---------- Records provided ----------

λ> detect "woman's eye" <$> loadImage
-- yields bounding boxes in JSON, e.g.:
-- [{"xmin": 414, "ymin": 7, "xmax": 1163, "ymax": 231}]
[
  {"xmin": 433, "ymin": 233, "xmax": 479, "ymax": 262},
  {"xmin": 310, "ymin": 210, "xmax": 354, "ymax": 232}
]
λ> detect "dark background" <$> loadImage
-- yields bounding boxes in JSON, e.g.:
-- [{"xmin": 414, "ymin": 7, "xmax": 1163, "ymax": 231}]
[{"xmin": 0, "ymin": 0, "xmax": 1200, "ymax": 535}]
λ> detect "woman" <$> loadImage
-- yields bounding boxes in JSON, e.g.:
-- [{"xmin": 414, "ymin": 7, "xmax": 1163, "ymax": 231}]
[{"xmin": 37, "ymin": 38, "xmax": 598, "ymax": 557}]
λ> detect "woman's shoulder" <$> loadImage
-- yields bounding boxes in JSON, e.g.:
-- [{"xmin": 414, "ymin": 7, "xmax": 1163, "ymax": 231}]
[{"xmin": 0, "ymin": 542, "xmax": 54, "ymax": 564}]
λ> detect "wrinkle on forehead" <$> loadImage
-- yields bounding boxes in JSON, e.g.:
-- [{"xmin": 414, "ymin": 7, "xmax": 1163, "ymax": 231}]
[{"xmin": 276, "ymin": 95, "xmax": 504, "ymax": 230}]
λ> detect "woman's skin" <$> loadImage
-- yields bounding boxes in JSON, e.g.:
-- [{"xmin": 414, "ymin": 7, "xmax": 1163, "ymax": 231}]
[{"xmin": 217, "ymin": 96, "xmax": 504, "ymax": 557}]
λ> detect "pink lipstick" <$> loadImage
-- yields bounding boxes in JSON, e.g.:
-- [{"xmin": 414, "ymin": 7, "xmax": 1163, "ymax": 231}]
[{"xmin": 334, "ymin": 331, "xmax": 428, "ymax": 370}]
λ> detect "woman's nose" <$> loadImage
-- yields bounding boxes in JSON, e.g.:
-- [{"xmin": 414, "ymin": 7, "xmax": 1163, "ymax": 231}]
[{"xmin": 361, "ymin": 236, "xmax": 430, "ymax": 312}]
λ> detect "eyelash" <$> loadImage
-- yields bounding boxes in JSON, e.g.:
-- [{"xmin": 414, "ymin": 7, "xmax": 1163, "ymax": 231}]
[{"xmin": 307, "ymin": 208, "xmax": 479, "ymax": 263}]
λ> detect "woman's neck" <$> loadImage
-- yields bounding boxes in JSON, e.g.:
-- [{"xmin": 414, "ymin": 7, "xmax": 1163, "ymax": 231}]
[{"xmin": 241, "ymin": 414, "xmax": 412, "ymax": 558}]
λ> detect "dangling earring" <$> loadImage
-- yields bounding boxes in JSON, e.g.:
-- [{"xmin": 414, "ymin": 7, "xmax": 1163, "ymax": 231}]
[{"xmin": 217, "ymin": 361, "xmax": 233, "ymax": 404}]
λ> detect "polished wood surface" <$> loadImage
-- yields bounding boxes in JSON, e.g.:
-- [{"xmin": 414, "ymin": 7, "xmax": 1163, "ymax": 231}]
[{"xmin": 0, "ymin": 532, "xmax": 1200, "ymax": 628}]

----------

What the task requires: Find every line in the entries above that contains the word "woman", and copy each of those lines. Matching is case-sensitive.

Written answer:
λ> detect "woman's eye" <$> loadImage
λ> detect "woman" <$> loadImage
λ> detect "woman's shoulder" <$> loadImage
λ> detect "woman's skin" <$> loadImage
λ> detect "woman's nose" <$> loadImage
λ> detect "woman's neck" <$> loadImage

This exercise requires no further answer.